* _Daftar tugas_:
1. Salin bagian teks tentang mengerti masa lalu, mulai dari "Mengerti tentang masa lampau" dan berakhir pada "masa lalu ?".
2. Jawab pertanyaan berikut berdasarkan teks tentang mengerti masa lalu.
(a) Bagi guru sejarah, nilai pendidikan berhubungan dengan keterampilan apa?
(b) Sejarah selalu berada dalam konsep apa saja?
(c) Apa yang biasanya diminta dari siswa sebelum mengembangkan imajinasi?

═══ Teks dokumen

Mengerti tentang masa lampau berarti tidak membatasi pengetahuan faktanya dan memiliki imajinasi serta pengertian analisis dalam perkembangan peristiwa sejarah. Bagi guru sejarah, nilai pendidikan berhubungan dengan keterampilan mengerti sejarah. Bagaimana mengerti tentang masa lalu ?

  1. Berminat terhadap pengertian waktu dan identifikasi atau analisis terhadap perubahan / perkembangan. Sejarah selalu berada dalam konsep waktu dan ruang sehingga setiap kajian tentang peristiwa sejarah tidak dapat lepas dari konsep waktu dan konsep ruang.
  2. Mempunyai kemampuan imajinasi dan penggambaran. Menggunakan imajinasi tujuannya adalah untuk mengerti tentang masa lalu. Biasanya sebelum mengembangkan imajinasi, siswa diajak untuk berpikir, kemudian menggambarkan apa yang dipikirkannya. Setelah siswa dapat memberi gambaran, ia diajak untuk mengembangkan imajinasi terhadap penggambarannya tersebut.

══════
═══ Entri data

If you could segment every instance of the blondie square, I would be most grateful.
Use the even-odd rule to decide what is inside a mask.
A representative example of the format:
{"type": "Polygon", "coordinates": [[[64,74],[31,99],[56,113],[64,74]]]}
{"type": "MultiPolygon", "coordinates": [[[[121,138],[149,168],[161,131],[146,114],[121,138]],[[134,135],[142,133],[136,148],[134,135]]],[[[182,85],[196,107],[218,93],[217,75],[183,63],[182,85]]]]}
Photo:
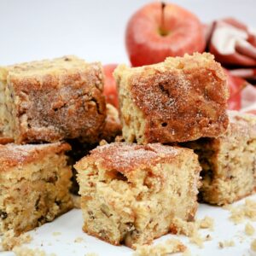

══════

* _Jawaban per tugas_:
1.
Mengerti tentang masa lampau berarti tidak membatasi pengetahuan faktanya dan memiliki imajinasi serta pengertian analisis dalam perkembangan peristiwa sejarah. Bagi guru sejarah, nilai pendidikan berhubungan dengan keterampilan mengerti sejarah. Bagaimana mengerti tentang masa lalu ?

2.
(a) Keterampilan mengerti sejarah.
(b) Konsep waktu dan ruang.
(c) Siswa diajak berpikir, kemudian menggambarkan apa yang dipikirkannya.